EXERCÍCIO BREVE 1: Enumere os princípios aos quais, segundo o trecho da decisão do Supremo Tribunal Federal, a Emenda Constitucional nº 12 à Carta do Rio Grande do Sul rendeu homenagem.

TRECHO DO TEXTO:
15. E no julgamento da questão o Supremo
Tribunal Federal decidiu que:
“a norma insculpida no § 1º do artigo 61 da Carta Federal, mais precisamente na alínea ‘a’ do inciso II, há que ter alcance perquirido sem apego exacerbado à literalidade. É certo que são da iniciativa privativa do Presidente da República as leis que disponham sobre criação de cargos, funções ou empregos públicos na administração direta e autárquica, ou aumento de sua remuneração (...) Evidentemente, está-se diante de preceitos jungidos à atividade normativa ordinária, não alcançando o campo constitucional, porquanto envolvidos aqui interesses do Estado de envergadura maior e, acima de tudo, da necessidade de se ter, no tocante a certas matérias, trato abrangente a alcançar, indistintamente, os três Poderes da República. Assim o é quanto ao tema em discussão. Com a Emenda Constitucional nº 12 à Carta do Rio Grande do Sul, rendeu-se homenagem aos princípios da legalidade, da impessoalidade, da moralidade, da isonomia e do concurso público obrigatório, em sua acepção maior. Enfim, atuou-se na preservação da própria res pública. A vedação de contratação de parentes para cargos comissionados - por sinal a abranger, na espécie, apenas os cônjuges, companheiros e parentes consanguíneos, afins ou por adoção até o segundo grau (pais, filhos e irmãos) - a fim de prestarem serviços justamente onde o integrante familiar despontou e assumiu cargo de grande prestígio, mostra-se como procedimento inibidor da prática de atos da maior repercussão. Cuida-se, portanto, de matéria que se revela merecedora de tratamento jurídico único - artigo 39 da Carta de 1988, a abranger os três Poderes, o Executivo, o Judiciário e o Legislativo, deixando-se de ter a admissão de servidores públicos conforme a maior ou menor fidelidade do Poder aos princípios básicos decorrentes da Constituição Federal” (STF, ADI 1.521-RS, Tribunal Pleno, Rel. Min. Marco Aurélio, 12-03-1997, m.v., DJ 17-03-2000, p. 02, RTJ 173/424).

EXCERTOS DE DADOS:

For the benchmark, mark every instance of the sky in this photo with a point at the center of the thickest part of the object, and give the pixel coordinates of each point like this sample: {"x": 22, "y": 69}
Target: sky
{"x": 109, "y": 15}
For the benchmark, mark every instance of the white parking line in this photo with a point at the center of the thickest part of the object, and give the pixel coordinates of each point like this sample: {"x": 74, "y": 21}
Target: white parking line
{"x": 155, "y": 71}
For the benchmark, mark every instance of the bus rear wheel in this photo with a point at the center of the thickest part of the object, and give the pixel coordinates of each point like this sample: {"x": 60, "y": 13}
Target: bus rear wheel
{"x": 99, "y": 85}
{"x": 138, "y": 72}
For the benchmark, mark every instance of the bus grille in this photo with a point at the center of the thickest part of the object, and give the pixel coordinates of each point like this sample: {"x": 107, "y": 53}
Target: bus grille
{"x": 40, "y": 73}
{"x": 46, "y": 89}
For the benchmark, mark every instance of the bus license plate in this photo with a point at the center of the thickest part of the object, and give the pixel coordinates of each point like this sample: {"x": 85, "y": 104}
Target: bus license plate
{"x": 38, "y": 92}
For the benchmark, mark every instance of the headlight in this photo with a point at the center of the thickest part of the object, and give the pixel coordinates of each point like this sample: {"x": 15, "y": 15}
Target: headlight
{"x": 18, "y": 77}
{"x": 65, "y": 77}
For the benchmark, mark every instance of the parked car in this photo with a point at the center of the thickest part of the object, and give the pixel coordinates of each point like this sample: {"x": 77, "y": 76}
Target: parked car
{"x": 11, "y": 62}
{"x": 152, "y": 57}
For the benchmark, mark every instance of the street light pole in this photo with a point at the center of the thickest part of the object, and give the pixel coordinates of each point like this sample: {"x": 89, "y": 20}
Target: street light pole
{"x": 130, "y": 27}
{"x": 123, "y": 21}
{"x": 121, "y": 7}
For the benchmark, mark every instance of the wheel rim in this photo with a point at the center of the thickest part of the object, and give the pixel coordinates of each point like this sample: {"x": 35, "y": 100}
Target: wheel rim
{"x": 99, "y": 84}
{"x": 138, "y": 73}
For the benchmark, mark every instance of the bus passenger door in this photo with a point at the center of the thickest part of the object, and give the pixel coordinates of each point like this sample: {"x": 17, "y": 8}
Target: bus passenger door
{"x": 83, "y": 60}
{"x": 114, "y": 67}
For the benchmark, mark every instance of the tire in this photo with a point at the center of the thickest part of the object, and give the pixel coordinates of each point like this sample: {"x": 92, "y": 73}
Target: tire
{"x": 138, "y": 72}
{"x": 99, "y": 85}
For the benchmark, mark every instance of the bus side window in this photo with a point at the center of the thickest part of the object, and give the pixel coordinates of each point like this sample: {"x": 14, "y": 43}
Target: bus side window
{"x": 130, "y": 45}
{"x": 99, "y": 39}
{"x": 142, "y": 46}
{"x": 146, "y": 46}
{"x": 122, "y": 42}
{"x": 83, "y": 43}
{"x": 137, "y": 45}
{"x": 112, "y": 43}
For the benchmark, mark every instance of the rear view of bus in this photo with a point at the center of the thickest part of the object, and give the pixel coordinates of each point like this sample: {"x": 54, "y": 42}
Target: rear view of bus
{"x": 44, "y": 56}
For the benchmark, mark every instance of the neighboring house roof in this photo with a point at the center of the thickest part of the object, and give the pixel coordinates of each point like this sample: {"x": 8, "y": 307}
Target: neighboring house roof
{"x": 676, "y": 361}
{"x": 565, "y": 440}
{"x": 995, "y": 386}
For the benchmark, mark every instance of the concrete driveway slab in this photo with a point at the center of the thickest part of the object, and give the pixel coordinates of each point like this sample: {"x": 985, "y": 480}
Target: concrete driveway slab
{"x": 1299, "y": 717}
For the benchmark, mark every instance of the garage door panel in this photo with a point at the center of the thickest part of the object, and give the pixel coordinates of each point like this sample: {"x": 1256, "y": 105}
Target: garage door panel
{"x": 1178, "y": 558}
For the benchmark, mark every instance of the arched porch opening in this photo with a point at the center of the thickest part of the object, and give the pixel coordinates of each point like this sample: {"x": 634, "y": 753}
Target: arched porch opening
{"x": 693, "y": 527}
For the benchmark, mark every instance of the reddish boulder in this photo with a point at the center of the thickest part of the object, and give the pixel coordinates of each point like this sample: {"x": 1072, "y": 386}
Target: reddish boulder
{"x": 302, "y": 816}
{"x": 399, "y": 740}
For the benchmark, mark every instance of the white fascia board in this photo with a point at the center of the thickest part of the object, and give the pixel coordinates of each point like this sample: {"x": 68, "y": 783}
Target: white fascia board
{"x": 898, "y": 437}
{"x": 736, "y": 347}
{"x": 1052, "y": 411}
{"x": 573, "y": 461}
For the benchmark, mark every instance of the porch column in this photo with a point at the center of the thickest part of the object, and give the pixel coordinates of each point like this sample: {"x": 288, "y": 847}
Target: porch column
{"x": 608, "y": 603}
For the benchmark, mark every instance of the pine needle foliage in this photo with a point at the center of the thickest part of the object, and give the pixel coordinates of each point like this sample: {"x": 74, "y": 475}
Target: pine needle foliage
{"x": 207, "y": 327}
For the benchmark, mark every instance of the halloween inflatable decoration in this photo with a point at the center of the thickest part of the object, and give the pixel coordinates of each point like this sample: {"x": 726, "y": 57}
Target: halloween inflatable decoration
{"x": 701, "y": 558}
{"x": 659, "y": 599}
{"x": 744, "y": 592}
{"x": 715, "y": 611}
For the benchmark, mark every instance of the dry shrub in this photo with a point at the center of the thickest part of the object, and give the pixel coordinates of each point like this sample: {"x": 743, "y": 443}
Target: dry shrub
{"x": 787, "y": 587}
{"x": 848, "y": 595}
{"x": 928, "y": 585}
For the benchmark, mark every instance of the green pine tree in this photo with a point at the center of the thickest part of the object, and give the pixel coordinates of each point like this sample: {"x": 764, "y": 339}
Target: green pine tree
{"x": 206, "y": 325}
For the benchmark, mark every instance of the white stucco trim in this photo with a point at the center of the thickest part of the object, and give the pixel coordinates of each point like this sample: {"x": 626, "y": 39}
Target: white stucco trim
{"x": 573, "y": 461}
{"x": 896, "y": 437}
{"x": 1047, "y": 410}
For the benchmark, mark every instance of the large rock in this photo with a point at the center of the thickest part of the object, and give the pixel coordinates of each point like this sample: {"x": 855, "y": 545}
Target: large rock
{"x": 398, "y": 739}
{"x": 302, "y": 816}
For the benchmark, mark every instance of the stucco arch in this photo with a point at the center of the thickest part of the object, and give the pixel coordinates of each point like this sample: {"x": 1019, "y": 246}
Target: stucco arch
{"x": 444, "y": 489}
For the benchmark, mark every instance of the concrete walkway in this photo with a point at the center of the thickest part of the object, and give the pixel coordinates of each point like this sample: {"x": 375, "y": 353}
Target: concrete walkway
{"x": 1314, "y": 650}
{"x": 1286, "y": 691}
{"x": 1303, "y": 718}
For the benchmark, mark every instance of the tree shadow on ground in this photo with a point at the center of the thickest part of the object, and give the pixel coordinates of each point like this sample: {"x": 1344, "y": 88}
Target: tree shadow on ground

EXERCÍCIO BREVE 2: Nos registros, começando pela linha que contém "For the benchmark, mark every instance of the large" e terminando no fim dos registros, renomeie "concrete walkway" para "paved sidewalk" e reproduza essas linhas sem nenhuma outra alteração.

SOLUÇÃO DO PROBLEMA 1: legalidade, impessoalidade, moralidade, isonomia, concurso público obrigatório

SOLUÇÃO DO PROBLEMA 2:
For the benchmark, mark every instance of the large rock in this photo with a point at the center of the thickest part of the object, and give the pixel coordinates of each point like this sample: {"x": 855, "y": 545}
Target: large rock
{"x": 398, "y": 739}
{"x": 302, "y": 816}
For the benchmark, mark every instance of the stucco arch in this photo with a point at the center of the thickest part of the object, and give the pixel coordinates of each point like this sample: {"x": 1019, "y": 246}
Target: stucco arch
{"x": 444, "y": 489}
For the benchmark, mark every instance of the paved sidewalk in this photo with a point at the center of the thickest part of the object, and give the pixel coordinates of each point like this sample: {"x": 375, "y": 353}
Target: paved sidewalk
{"x": 1314, "y": 650}
{"x": 1286, "y": 691}
{"x": 1303, "y": 718}
For the benchmark, mark every instance of the tree shadow on ground in this photo with a point at the center of the thickest part of the object, and give the pixel coordinates of each point like this sample: {"x": 1344, "y": 88}
Target: tree shadow on ground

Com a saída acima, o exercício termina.